## SUPPLIED TEXT
▬▬▬

Noob with Work Sharp Ken Onion edition sharpener

Joined
Mar 9, 2021
Messages
3
Hi all,

I recently got the WSKOE and I'm struggling. I've been using a Chef's Choice 300 electric sharpener for years so all my knives are trained to whatever angle that uses - I can't find any info on that unit's angle.

So I'm using 20deg as suggested and for the life of me, I can't get a burr. I can get the knife sharp where it cuts through paper well, but when I slice veggies, it doesn't cut as well as I'd expect.

I've run my knife through the second coarsest strap a ton of times to get the burr to no avail. Should I use the more coarse belt? Or change the angle?

Thanks in advance!
 
I would take a.knife that I wouldn't mind trashing. And keep on a coarse grit until you get a bur on one side. Repeat on the other side. Finer grits create much smaller burs. So taking a knife to a higher grit will make it easier to get rid of the bur. It's a learning curve like anything else.
 
There could also be other issues with the knife's design inhibiting its performance as a kitchen knife what is the knife(or knives) you're trying to sharpen on it?

▬▬▬

## WRITTEN TASK A
List every line in the records below that contains the word "blue".

▬▬▬

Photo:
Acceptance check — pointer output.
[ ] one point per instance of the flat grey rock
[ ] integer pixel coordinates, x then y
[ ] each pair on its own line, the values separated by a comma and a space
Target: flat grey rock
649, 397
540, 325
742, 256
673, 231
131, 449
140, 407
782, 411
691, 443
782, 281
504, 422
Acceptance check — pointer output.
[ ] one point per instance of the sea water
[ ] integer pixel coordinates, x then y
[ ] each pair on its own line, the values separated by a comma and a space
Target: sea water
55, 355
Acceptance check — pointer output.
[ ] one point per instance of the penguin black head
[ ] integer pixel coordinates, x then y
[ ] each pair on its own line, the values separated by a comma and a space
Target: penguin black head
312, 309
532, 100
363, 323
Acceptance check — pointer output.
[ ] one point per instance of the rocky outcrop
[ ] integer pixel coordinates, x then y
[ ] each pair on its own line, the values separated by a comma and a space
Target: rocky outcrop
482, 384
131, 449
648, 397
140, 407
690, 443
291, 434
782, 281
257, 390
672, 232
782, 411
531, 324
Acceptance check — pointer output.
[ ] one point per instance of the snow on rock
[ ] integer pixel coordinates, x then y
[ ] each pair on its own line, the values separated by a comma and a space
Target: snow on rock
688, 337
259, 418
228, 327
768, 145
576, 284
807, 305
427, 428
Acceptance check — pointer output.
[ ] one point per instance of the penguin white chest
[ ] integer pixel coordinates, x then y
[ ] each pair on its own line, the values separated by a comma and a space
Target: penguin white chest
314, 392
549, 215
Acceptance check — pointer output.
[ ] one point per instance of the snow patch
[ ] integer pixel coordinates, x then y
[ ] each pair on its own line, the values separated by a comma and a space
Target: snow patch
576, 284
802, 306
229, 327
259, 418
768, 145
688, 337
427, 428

▬▬▬

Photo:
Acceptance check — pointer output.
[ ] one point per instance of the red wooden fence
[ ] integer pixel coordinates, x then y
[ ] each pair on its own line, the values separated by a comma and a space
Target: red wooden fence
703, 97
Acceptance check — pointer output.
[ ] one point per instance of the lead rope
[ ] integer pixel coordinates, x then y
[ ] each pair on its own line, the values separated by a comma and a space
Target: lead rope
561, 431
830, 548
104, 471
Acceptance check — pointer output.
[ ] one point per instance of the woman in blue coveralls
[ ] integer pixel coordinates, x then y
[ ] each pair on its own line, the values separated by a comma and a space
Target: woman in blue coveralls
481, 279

▬▬▬

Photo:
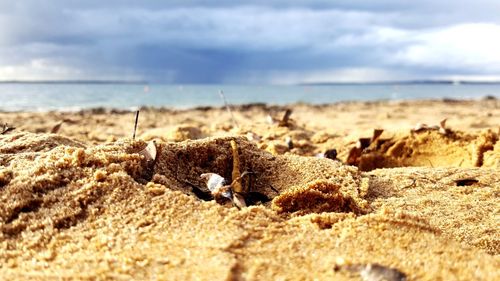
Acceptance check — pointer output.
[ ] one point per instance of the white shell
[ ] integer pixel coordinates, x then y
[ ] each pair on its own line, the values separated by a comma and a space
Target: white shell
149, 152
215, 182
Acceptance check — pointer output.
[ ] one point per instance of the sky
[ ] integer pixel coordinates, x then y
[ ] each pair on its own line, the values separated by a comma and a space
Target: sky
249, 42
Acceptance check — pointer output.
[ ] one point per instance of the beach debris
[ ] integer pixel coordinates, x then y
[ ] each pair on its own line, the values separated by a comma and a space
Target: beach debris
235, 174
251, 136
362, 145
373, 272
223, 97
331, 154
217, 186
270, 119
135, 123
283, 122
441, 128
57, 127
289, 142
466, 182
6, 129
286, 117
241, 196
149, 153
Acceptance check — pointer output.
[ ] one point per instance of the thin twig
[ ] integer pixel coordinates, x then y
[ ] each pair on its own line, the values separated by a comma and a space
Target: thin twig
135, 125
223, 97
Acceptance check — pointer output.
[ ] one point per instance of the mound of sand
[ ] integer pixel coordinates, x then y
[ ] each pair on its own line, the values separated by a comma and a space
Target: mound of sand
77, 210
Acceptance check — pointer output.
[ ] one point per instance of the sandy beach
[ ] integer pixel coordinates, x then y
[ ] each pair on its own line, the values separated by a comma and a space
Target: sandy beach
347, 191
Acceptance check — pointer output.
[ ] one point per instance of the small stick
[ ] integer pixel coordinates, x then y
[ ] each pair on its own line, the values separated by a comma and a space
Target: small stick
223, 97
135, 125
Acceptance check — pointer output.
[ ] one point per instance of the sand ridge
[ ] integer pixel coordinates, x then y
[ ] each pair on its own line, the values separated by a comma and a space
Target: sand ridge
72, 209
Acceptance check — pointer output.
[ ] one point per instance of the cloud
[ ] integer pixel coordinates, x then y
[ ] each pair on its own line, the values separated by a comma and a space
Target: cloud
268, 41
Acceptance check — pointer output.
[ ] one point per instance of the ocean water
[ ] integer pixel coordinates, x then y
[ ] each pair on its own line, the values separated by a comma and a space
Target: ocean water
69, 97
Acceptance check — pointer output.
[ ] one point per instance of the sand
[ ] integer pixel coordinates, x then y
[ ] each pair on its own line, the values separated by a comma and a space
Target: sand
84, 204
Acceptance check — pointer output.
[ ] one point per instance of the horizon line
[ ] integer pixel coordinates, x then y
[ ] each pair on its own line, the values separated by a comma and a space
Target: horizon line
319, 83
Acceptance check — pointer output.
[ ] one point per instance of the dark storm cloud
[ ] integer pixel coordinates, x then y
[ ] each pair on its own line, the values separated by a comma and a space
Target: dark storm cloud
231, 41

▬▬▬

## WRITTEN TASK B
Answer these questions from the sharpener thread above:
(i) Which electric sharpener had the poster been using for years?
(ii) What angle is the poster using on the new sharpener?
(iii) According to the reply, what do finer grits create?

## EXERCISE RESPONSE A
[ ] one point per instance of the woman in blue coveralls
Target: woman in blue coveralls

## EXERCISE RESPONSE B
(i) A Chef's Choice 300.
(ii) 20 degrees.
(iii) Much smaller burs.